===== INPUT ROWS =====
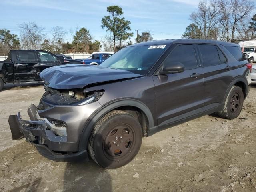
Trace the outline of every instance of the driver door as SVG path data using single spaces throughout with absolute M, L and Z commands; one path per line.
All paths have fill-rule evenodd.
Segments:
M 36 67 L 40 72 L 48 67 L 60 64 L 60 59 L 49 52 L 38 51 L 37 55 L 38 58 L 38 64 L 35 67 Z
M 197 58 L 194 45 L 178 45 L 162 65 L 163 66 L 175 62 L 180 62 L 185 66 L 184 71 L 153 77 L 160 130 L 201 114 L 204 79 Z

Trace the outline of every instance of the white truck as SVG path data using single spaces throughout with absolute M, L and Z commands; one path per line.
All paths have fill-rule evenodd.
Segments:
M 256 41 L 243 41 L 239 43 L 240 47 L 250 63 L 256 61 Z

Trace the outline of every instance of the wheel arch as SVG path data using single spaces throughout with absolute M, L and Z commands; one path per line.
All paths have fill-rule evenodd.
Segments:
M 126 111 L 134 116 L 134 113 L 136 113 L 138 115 L 137 119 L 142 125 L 143 133 L 144 136 L 148 134 L 149 128 L 154 126 L 151 112 L 142 102 L 134 99 L 115 101 L 103 106 L 88 118 L 79 139 L 79 151 L 87 148 L 89 137 L 97 122 L 108 113 L 116 110 Z
M 225 97 L 223 100 L 224 102 L 226 101 L 228 95 L 228 93 L 229 93 L 231 88 L 234 85 L 238 86 L 242 88 L 243 93 L 244 93 L 244 98 L 245 99 L 246 98 L 248 93 L 248 83 L 247 82 L 247 80 L 244 76 L 240 76 L 234 79 L 229 85 L 225 95 Z

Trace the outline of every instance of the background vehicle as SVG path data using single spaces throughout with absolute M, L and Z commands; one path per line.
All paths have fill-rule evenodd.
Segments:
M 252 84 L 256 84 L 256 65 L 254 65 L 252 68 Z
M 244 41 L 239 43 L 239 45 L 244 57 L 250 63 L 256 61 L 256 41 Z
M 108 52 L 96 52 L 92 54 L 91 58 L 81 59 L 78 60 L 82 61 L 85 64 L 99 65 L 112 54 Z
M 0 90 L 4 83 L 42 82 L 39 74 L 44 69 L 70 63 L 83 62 L 59 58 L 46 51 L 11 50 L 6 60 L 0 61 Z
M 100 166 L 115 168 L 133 159 L 143 136 L 214 112 L 238 117 L 251 68 L 234 44 L 184 39 L 134 44 L 99 66 L 44 70 L 45 93 L 28 110 L 32 121 L 10 115 L 10 128 L 14 139 L 24 136 L 51 159 L 88 160 L 89 154 Z

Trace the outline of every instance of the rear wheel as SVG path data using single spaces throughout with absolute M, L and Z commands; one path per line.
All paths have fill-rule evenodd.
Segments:
M 2 78 L 0 78 L 0 91 L 1 91 L 4 87 L 4 81 Z
M 242 110 L 244 104 L 244 94 L 240 87 L 233 86 L 230 89 L 225 102 L 224 108 L 219 111 L 219 115 L 223 118 L 236 118 Z
M 115 169 L 130 162 L 137 154 L 142 142 L 142 129 L 131 114 L 115 110 L 96 124 L 88 149 L 99 165 Z
M 249 59 L 249 62 L 250 63 L 253 63 L 254 61 L 254 60 L 253 58 L 250 58 Z

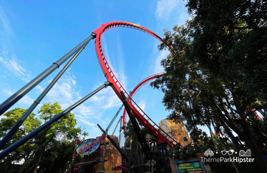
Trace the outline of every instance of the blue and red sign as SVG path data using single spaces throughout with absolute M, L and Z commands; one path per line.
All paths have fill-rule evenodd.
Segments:
M 99 141 L 96 139 L 91 138 L 85 140 L 77 146 L 76 151 L 78 154 L 77 155 L 91 154 L 97 150 L 100 145 Z

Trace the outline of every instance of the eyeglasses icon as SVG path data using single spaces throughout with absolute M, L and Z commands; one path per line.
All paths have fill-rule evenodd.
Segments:
M 234 152 L 233 151 L 222 151 L 222 155 L 225 155 L 227 153 L 229 155 L 232 155 L 234 153 Z

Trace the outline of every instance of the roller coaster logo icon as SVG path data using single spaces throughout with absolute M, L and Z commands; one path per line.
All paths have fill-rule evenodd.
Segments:
M 247 150 L 246 151 L 245 151 L 243 150 L 241 150 L 239 151 L 239 156 L 247 157 L 251 156 L 251 151 L 249 149 Z
M 214 153 L 209 148 L 208 149 L 208 150 L 205 152 L 205 153 L 204 153 L 204 155 L 205 155 L 205 156 L 207 157 L 209 156 L 212 156 L 214 155 Z

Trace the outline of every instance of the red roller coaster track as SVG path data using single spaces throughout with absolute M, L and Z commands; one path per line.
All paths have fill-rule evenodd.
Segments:
M 101 37 L 102 34 L 107 30 L 118 27 L 125 27 L 137 29 L 152 36 L 162 42 L 163 42 L 163 40 L 156 34 L 145 28 L 134 23 L 122 21 L 112 22 L 102 24 L 100 27 L 93 32 L 96 34 L 95 48 L 98 62 L 105 76 L 108 81 L 111 84 L 111 86 L 115 93 L 121 100 L 121 96 L 120 92 L 122 91 L 125 94 L 129 97 L 127 102 L 132 110 L 135 117 L 155 137 L 157 143 L 164 143 L 173 147 L 177 142 L 160 128 L 135 102 L 119 81 L 109 65 L 102 47 Z M 132 103 L 130 101 L 130 100 L 132 101 Z
M 132 93 L 131 93 L 131 97 L 132 98 L 134 97 L 134 95 L 136 93 L 136 92 L 137 92 L 138 90 L 141 88 L 141 87 L 144 86 L 144 85 L 145 84 L 151 80 L 155 79 L 157 77 L 162 76 L 165 73 L 165 72 L 164 72 L 163 73 L 161 73 L 153 74 L 153 75 L 151 76 L 148 76 L 143 80 L 142 81 L 138 84 L 134 88 L 134 89 L 133 90 L 133 91 L 132 91 Z M 126 125 L 125 121 L 126 119 L 126 113 L 127 112 L 126 112 L 126 109 L 124 108 L 124 110 L 123 111 L 123 114 L 122 115 L 122 124 L 124 126 L 125 126 Z M 124 132 L 125 132 L 125 129 L 124 129 Z

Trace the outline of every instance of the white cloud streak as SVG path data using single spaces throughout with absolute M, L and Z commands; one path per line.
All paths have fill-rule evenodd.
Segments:
M 158 1 L 155 15 L 157 20 L 166 20 L 176 8 L 179 1 L 177 0 L 161 0 Z

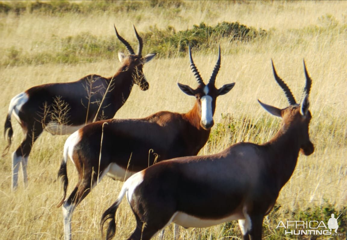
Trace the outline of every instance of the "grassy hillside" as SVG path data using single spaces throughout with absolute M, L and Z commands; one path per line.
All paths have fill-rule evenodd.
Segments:
M 240 141 L 264 143 L 274 135 L 280 120 L 266 112 L 256 101 L 280 108 L 287 106 L 273 78 L 271 59 L 298 100 L 305 84 L 304 58 L 313 79 L 310 135 L 315 151 L 310 156 L 300 155 L 275 210 L 264 221 L 264 235 L 267 239 L 309 239 L 285 235 L 276 227 L 281 220 L 326 223 L 331 213 L 338 216 L 344 212 L 339 218 L 339 232 L 344 235 L 325 238 L 345 239 L 346 9 L 344 1 L 1 1 L 1 115 L 5 121 L 11 98 L 31 86 L 75 80 L 92 73 L 112 75 L 119 66 L 118 52 L 125 51 L 115 36 L 113 25 L 135 48 L 133 24 L 145 39 L 143 53 L 159 53 L 144 68 L 149 90 L 142 92 L 134 87 L 115 117 L 141 117 L 162 110 L 188 111 L 194 98 L 182 93 L 177 85 L 196 84 L 186 55 L 186 43 L 195 41 L 193 57 L 205 81 L 220 44 L 221 67 L 216 86 L 233 82 L 236 85 L 217 100 L 215 125 L 199 154 L 214 153 Z M 247 39 L 244 36 L 235 39 L 230 34 L 224 36 L 216 28 L 224 22 L 237 22 L 256 34 Z M 206 36 L 203 34 L 210 32 L 209 28 L 214 31 Z M 61 209 L 56 205 L 62 188 L 56 180 L 67 136 L 42 135 L 29 157 L 28 187 L 24 189 L 20 186 L 12 192 L 10 152 L 23 137 L 12 118 L 14 143 L 10 153 L 0 159 L 0 239 L 61 239 Z M 0 139 L 0 145 L 6 144 Z M 71 162 L 68 168 L 70 192 L 77 179 Z M 75 239 L 101 239 L 98 224 L 101 214 L 115 200 L 121 185 L 105 179 L 77 207 L 73 217 Z M 126 202 L 116 215 L 115 239 L 126 239 L 135 226 Z M 236 222 L 206 229 L 182 229 L 181 232 L 185 239 L 195 240 L 233 236 L 238 239 L 241 235 Z M 167 239 L 172 239 L 171 228 L 167 233 Z

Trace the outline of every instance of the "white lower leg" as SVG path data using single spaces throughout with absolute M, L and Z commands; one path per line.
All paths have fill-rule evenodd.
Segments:
M 22 156 L 18 156 L 16 151 L 12 153 L 12 190 L 17 189 L 18 185 L 18 172 L 19 171 L 19 165 L 22 161 Z
M 159 233 L 158 234 L 158 239 L 159 240 L 163 240 L 164 239 L 164 234 L 165 233 L 165 229 L 163 229 L 162 231 Z
M 27 166 L 28 165 L 28 157 L 23 157 L 22 161 L 22 170 L 23 171 L 23 181 L 24 188 L 28 186 L 28 175 L 26 173 Z
M 178 240 L 180 238 L 179 226 L 176 223 L 174 224 L 174 240 Z
M 71 240 L 71 218 L 75 206 L 73 204 L 68 205 L 65 203 L 63 205 L 62 208 L 64 218 L 64 239 L 65 240 Z

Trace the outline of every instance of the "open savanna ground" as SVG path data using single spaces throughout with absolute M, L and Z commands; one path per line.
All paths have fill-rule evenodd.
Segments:
M 276 227 L 281 220 L 323 221 L 326 224 L 331 213 L 337 216 L 343 212 L 338 220 L 338 232 L 343 236 L 315 237 L 346 238 L 347 1 L 72 2 L 79 6 L 78 11 L 75 5 L 71 9 L 61 10 L 60 5 L 70 6 L 69 2 L 55 2 L 54 11 L 45 5 L 41 8 L 31 7 L 35 2 L 3 1 L 0 3 L 2 86 L 0 115 L 4 122 L 11 99 L 29 87 L 74 81 L 91 74 L 112 75 L 119 67 L 118 52 L 125 51 L 115 37 L 114 23 L 119 34 L 136 46 L 133 24 L 140 35 L 149 36 L 151 33 L 164 34 L 191 29 L 193 25 L 202 22 L 213 26 L 223 22 L 238 22 L 257 31 L 264 30 L 266 34 L 247 41 L 214 36 L 193 49 L 195 64 L 207 81 L 215 63 L 220 44 L 221 66 L 216 85 L 220 87 L 236 83 L 229 93 L 218 98 L 215 126 L 199 154 L 214 153 L 240 141 L 264 143 L 274 135 L 280 120 L 266 112 L 257 101 L 259 99 L 279 108 L 287 106 L 285 94 L 274 79 L 271 59 L 298 101 L 305 82 L 304 58 L 313 80 L 310 132 L 315 152 L 310 156 L 299 155 L 275 210 L 264 220 L 263 237 L 266 239 L 316 239 L 309 235 L 285 235 L 283 228 Z M 5 6 L 8 11 L 4 10 L 7 9 Z M 155 35 L 146 38 L 143 50 L 145 54 L 159 52 L 144 68 L 149 89 L 142 92 L 135 85 L 115 118 L 142 117 L 164 110 L 184 112 L 193 106 L 194 98 L 182 93 L 177 84 L 193 87 L 196 85 L 186 48 L 180 51 L 175 50 L 178 48 L 176 45 L 151 45 L 159 37 Z M 163 35 L 163 38 L 166 37 Z M 181 42 L 184 44 L 189 37 L 178 41 L 178 44 L 186 47 Z M 114 40 L 114 45 L 110 44 L 110 40 Z M 78 44 L 71 43 L 79 40 Z M 105 44 L 114 49 L 107 54 L 95 54 L 95 49 L 90 48 L 94 44 L 98 49 Z M 81 46 L 77 48 L 76 45 Z M 10 153 L 0 158 L 2 173 L 0 239 L 61 239 L 62 211 L 56 205 L 63 192 L 57 175 L 67 136 L 42 134 L 29 158 L 28 187 L 24 189 L 20 184 L 16 191 L 11 192 L 10 153 L 23 137 L 13 117 L 12 123 L 13 143 Z M 0 146 L 5 148 L 7 144 L 5 139 L 0 139 Z M 67 166 L 69 193 L 77 182 L 77 172 L 71 162 Z M 20 177 L 20 183 L 22 179 Z M 101 215 L 115 200 L 121 186 L 121 182 L 105 178 L 77 207 L 73 216 L 74 239 L 101 239 L 99 224 Z M 126 239 L 135 226 L 131 211 L 126 201 L 124 202 L 116 216 L 115 239 Z M 171 228 L 167 230 L 166 239 L 172 239 Z M 239 239 L 241 236 L 236 222 L 181 231 L 186 239 Z

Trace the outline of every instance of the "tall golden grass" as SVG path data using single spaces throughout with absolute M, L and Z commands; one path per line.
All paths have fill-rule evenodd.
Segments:
M 223 21 L 237 21 L 270 31 L 271 36 L 266 39 L 248 43 L 225 40 L 218 43 L 222 49 L 222 63 L 216 85 L 220 86 L 234 82 L 236 85 L 228 94 L 219 98 L 215 118 L 216 123 L 222 122 L 221 114 L 229 114 L 239 121 L 240 126 L 243 126 L 241 121 L 245 120 L 253 125 L 261 124 L 262 121 L 271 124 L 264 125 L 256 136 L 249 134 L 247 129 L 240 127 L 232 136 L 221 136 L 222 140 L 218 144 L 208 145 L 199 154 L 217 152 L 240 141 L 261 143 L 271 138 L 278 130 L 280 121 L 265 112 L 256 100 L 280 108 L 287 106 L 287 104 L 283 93 L 273 79 L 270 59 L 273 59 L 278 74 L 298 101 L 305 83 L 302 63 L 304 58 L 313 82 L 310 98 L 313 115 L 310 134 L 315 149 L 310 156 L 299 156 L 293 176 L 281 191 L 277 200 L 278 204 L 281 206 L 280 217 L 288 217 L 286 211 L 299 211 L 322 205 L 327 201 L 337 208 L 345 206 L 347 2 L 185 2 L 186 7 L 175 14 L 168 14 L 169 12 L 166 9 L 159 8 L 151 9 L 151 11 L 144 9 L 114 14 L 92 12 L 88 16 L 72 14 L 61 16 L 29 13 L 19 16 L 11 13 L 0 14 L 0 48 L 15 46 L 25 51 L 40 51 L 40 46 L 35 43 L 49 41 L 52 34 L 63 37 L 88 32 L 98 35 L 110 35 L 114 34 L 113 23 L 120 34 L 131 40 L 132 43 L 136 42 L 133 24 L 138 29 L 145 32 L 150 26 L 155 25 L 161 28 L 170 25 L 177 29 L 185 29 L 202 22 L 212 25 Z M 337 26 L 331 25 L 332 19 L 337 21 Z M 314 26 L 324 31 L 317 31 Z M 196 65 L 205 81 L 208 80 L 217 60 L 216 46 L 208 50 L 208 54 L 193 53 Z M 232 52 L 234 53 L 227 53 L 230 49 L 235 50 Z M 144 46 L 144 53 L 150 51 Z M 3 120 L 10 101 L 15 95 L 33 86 L 75 80 L 90 74 L 110 76 L 119 66 L 116 55 L 115 53 L 114 61 L 111 62 L 1 67 L 2 86 L 0 111 Z M 182 93 L 177 86 L 178 82 L 196 85 L 188 62 L 187 58 L 158 58 L 146 64 L 144 71 L 150 83 L 149 89 L 143 92 L 137 86 L 134 87 L 115 117 L 139 118 L 163 110 L 180 112 L 188 111 L 194 100 Z M 15 150 L 23 137 L 19 125 L 13 119 L 15 134 L 11 152 Z M 0 239 L 62 238 L 61 210 L 56 207 L 62 196 L 62 189 L 57 181 L 57 175 L 67 137 L 44 133 L 39 138 L 29 157 L 29 186 L 25 189 L 20 186 L 17 191 L 11 192 L 10 154 L 1 158 L 0 229 L 2 231 L 0 231 Z M 5 146 L 6 143 L 2 139 L 0 144 Z M 68 192 L 70 192 L 77 182 L 76 172 L 71 162 L 68 163 L 68 168 L 70 183 Z M 73 217 L 74 239 L 101 239 L 98 224 L 101 215 L 117 197 L 121 184 L 121 182 L 104 179 L 77 207 Z M 341 217 L 345 218 L 344 216 Z M 121 205 L 116 220 L 115 239 L 126 239 L 135 224 L 126 204 Z M 276 226 L 270 224 L 268 227 L 273 233 L 267 238 L 276 239 Z M 201 229 L 182 229 L 181 231 L 186 239 L 209 239 L 212 235 L 217 236 L 216 239 L 222 239 L 222 226 L 218 226 Z M 167 239 L 171 239 L 171 233 L 170 230 L 167 231 Z M 237 228 L 234 235 L 240 236 Z

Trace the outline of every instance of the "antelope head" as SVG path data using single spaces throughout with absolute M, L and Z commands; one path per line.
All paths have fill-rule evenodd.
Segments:
M 143 74 L 142 68 L 145 63 L 151 61 L 156 53 L 150 53 L 144 57 L 142 57 L 142 47 L 143 46 L 142 39 L 137 33 L 135 26 L 134 26 L 134 29 L 138 41 L 138 48 L 137 52 L 136 54 L 129 43 L 118 34 L 116 28 L 116 25 L 115 25 L 115 30 L 116 30 L 116 34 L 117 35 L 117 37 L 125 45 L 130 54 L 126 55 L 122 53 L 119 52 L 118 58 L 120 62 L 124 65 L 126 68 L 129 69 L 134 68 L 133 74 L 134 83 L 138 85 L 142 90 L 145 91 L 148 89 L 149 85 Z
M 209 130 L 213 126 L 213 116 L 215 109 L 217 97 L 229 92 L 234 87 L 235 83 L 225 84 L 219 89 L 217 88 L 214 86 L 216 77 L 220 67 L 220 46 L 218 50 L 218 58 L 217 63 L 216 63 L 212 72 L 212 75 L 207 85 L 204 83 L 200 74 L 193 62 L 190 45 L 189 46 L 189 52 L 191 68 L 197 81 L 197 88 L 193 89 L 187 85 L 180 83 L 178 84 L 178 86 L 186 94 L 195 96 L 196 98 L 201 116 L 200 126 L 204 129 Z
M 282 118 L 282 130 L 285 132 L 292 131 L 293 134 L 297 134 L 297 136 L 296 136 L 296 140 L 298 141 L 302 153 L 306 156 L 310 155 L 314 150 L 313 145 L 310 139 L 308 134 L 308 126 L 311 118 L 311 113 L 308 110 L 310 105 L 308 95 L 312 80 L 308 75 L 305 61 L 304 61 L 304 68 L 306 77 L 306 84 L 304 89 L 305 97 L 300 104 L 296 103 L 289 88 L 277 75 L 272 60 L 271 62 L 275 79 L 284 91 L 289 106 L 281 109 L 263 103 L 259 100 L 258 101 L 269 113 Z

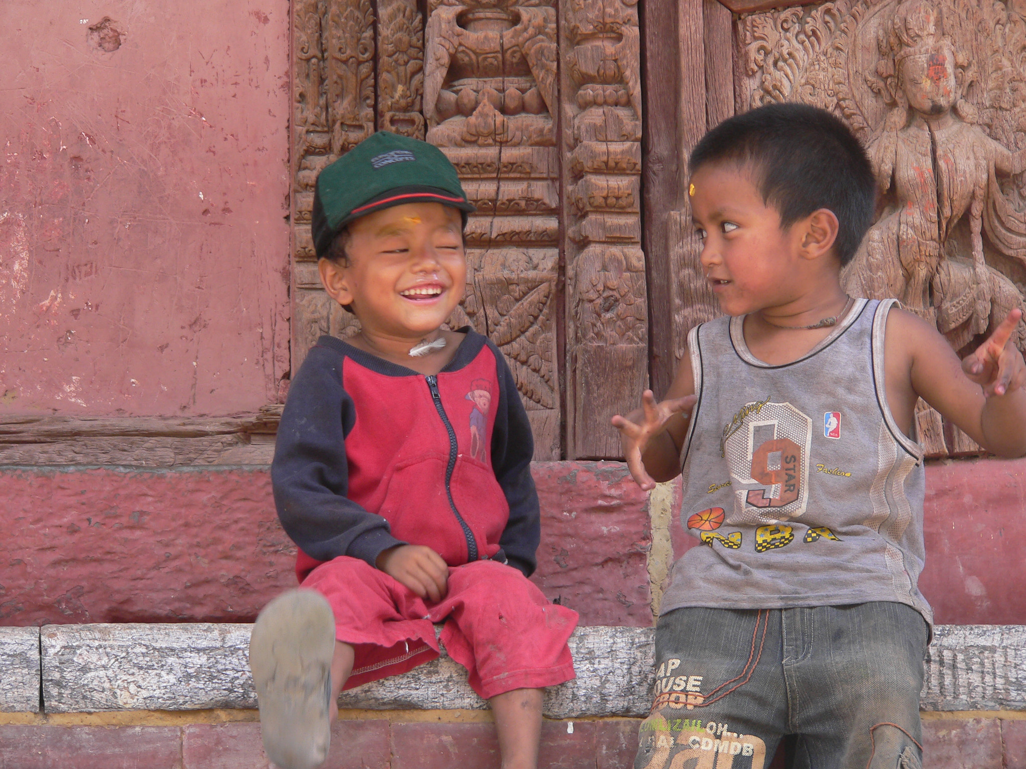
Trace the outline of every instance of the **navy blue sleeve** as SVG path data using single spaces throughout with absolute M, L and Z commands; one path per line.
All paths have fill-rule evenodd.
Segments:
=====
**WRITTEN INSTRUCTION:** Copy everything from the very first of the lines above down to and including the line that contains "M 256 41 L 243". Leave the pictures out of your answer.

**FULL RESPONSE:**
Trace the outline of every instance of the driver door as SVG path data using single spaces throughout with absolute M, L and Z commands; one path per line.
All paths have fill-rule evenodd.
Segments:
M 36 67 L 40 72 L 48 67 L 60 64 L 60 59 L 49 52 L 38 51 L 37 55 L 38 58 L 38 64 L 35 67 Z
M 197 58 L 194 45 L 178 45 L 162 65 L 163 66 L 175 62 L 180 62 L 185 66 L 184 71 L 153 77 L 160 130 L 201 114 L 204 79 Z

Trace the outline of every instance of the white truck as SVG path data using single spaces throughout with absolute M, L and Z commands; one path per line.
All paths have fill-rule evenodd.
Segments:
M 256 41 L 243 41 L 239 43 L 240 47 L 250 63 L 256 61 Z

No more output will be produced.